_WHAT THIS TASK INVOLVES_: Print the data below again in full, exactly as it stands, with no images.

--

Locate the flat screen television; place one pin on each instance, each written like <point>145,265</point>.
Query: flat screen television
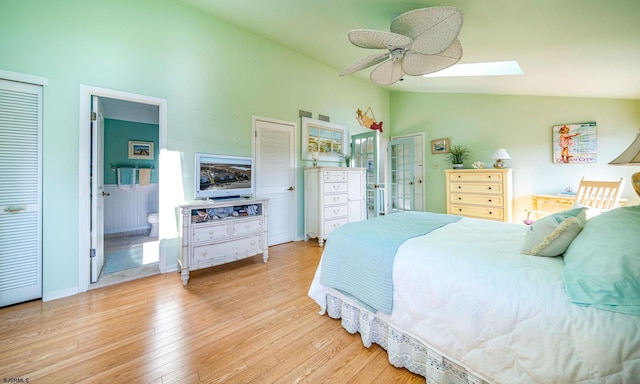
<point>222,176</point>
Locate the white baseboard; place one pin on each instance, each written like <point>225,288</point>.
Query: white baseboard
<point>60,294</point>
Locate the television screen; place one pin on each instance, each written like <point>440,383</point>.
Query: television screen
<point>222,176</point>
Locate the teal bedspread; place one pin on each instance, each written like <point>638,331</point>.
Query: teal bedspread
<point>358,257</point>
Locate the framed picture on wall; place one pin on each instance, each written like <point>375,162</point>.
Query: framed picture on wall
<point>575,143</point>
<point>323,140</point>
<point>141,150</point>
<point>439,146</point>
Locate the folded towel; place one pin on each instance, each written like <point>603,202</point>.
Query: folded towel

--

_TASK OUTPUT_:
Locate the flat screen television; place one pin on each instance, each written like <point>145,265</point>.
Query: flat screen television
<point>222,176</point>
Locate the white baseboard; place one pin on each instance, each written like <point>225,288</point>.
Query: white baseboard
<point>60,294</point>
Locate the television screen; place one pin on each instance, each written like <point>440,383</point>.
Query: television screen
<point>222,176</point>
Locate the teal bedspread; place one pin on each instance, each written like <point>638,331</point>.
Query: teal bedspread
<point>358,257</point>
Locate the framed picture on wall; place one pin on each instance, each written like <point>375,162</point>.
Query: framed picture on wall
<point>575,143</point>
<point>323,140</point>
<point>141,150</point>
<point>439,146</point>
Locate the folded towel; place one pin on each instance, each written like <point>603,202</point>.
Query: folded towel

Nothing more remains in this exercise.